Indicent reports
Incident reports describe operations related incidents on the eSeller Cloud platform and related services. Reports are published at the discretion of the eSeller Cloud team and at times chosen by the team.
Incident: January 19th 2018
Published January 22th 2017
All times in UTC+1
At approximately 13:30 a problem was identified on the eSeller Cloud platform, resulting in longer response times and timeouts. After thorough investigation it was established that the problem was caused by an inexpedient configuration of the caching server, causing it to be overloaded and unresponsive.
At approximately 14:42 the configuration was mended and the problem resolved.
Incident: November 28th 2017
Published November 28th 2017
All times in UTC+1
At approximately 01:57 an error occurred on the eSeller Cloud platform, affecting most shops. The affected shops showed an HTTP 500 error page. It was initially unclear what the cause of the problem was but after a prolonged period of investigation it was found that a record in the database contained malformed data.
Due to the nature of the malformed data, this faulty record, was being loaded by all shops causing a fatal error.
A fix for the issue was immediately developed, tested and released. The fix prevents a similar issue from occurring again. The root cause of the malformed database record is still being investigated.
Preventive actions
The code will be rewritten to check for malformed records.
The operations team will update twitter in a more timely fashion
Timeline
01:57 Problem started
02:15 Operations team was alerted
03:04 Operations team failed to resolve the issue and alerted the development team
04:19 The cause of the problem was identified
05:37 An emergency code change had been developed and was ready for test
07:15 The test did not identify any unforeseen problems and the release procedure was initiated
07:40 The problem was resolved
Incident: June 20th 2016
Published June 21th 2016
All times in UTC+2
At approximately 17.45 the operations team noticed increased load on the main database node. While this was investigated, the load rose to levels that prevented the webservers from responding in a timely fashion.

Image-grounded pointing data:
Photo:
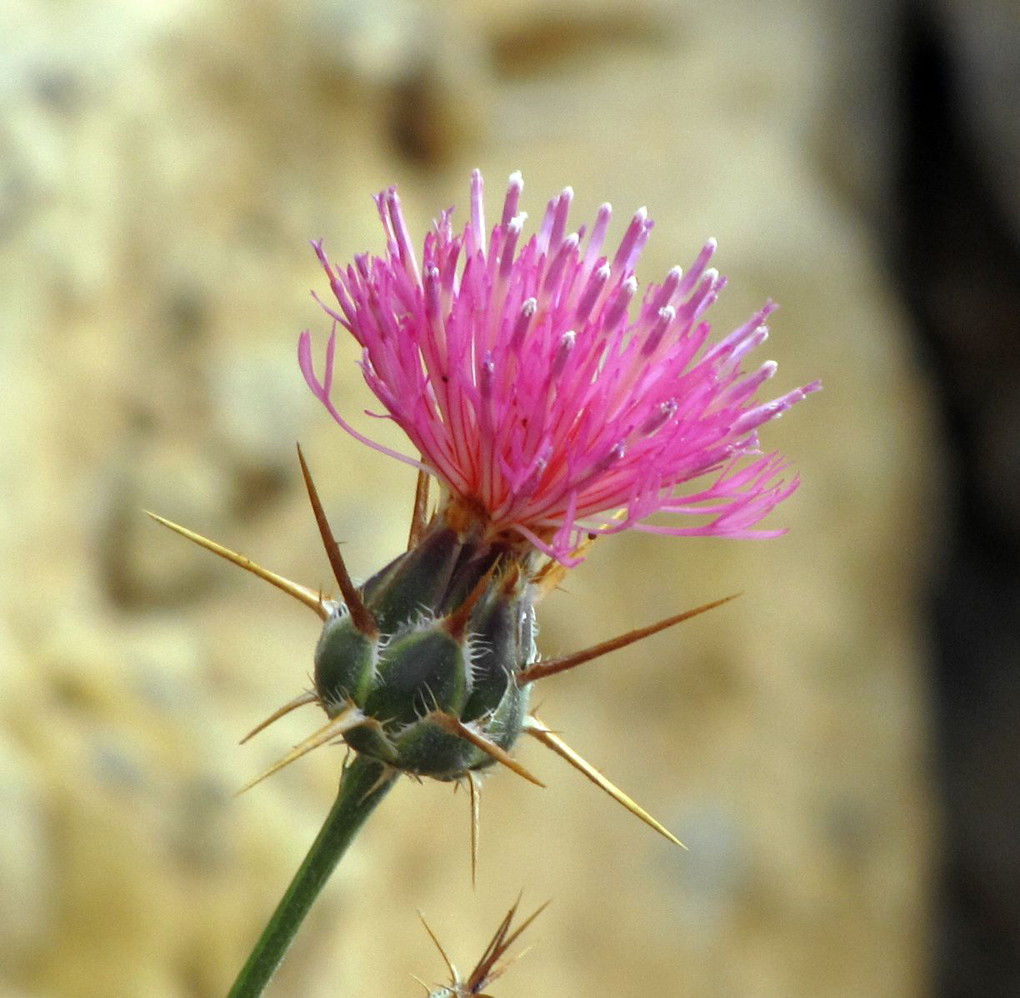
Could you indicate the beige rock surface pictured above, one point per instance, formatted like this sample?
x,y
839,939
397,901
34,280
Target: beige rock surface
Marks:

#### [Prompt]
Rewrite the incident reports between "Incident: January 19th" and "overloaded and unresponsive.", inclusive, putting "cache server" in place of "caching server".

#### [Solved exercise]
Incident: January 19th 2018
Published January 22th 2017
All times in UTC+1
At approximately 13:30 a problem was identified on the eSeller Cloud platform, resulting in longer response times and timeouts. After thorough investigation it was established that the problem was caused by an inexpedient configuration of the cache server, causing it to be overloaded and unresponsive.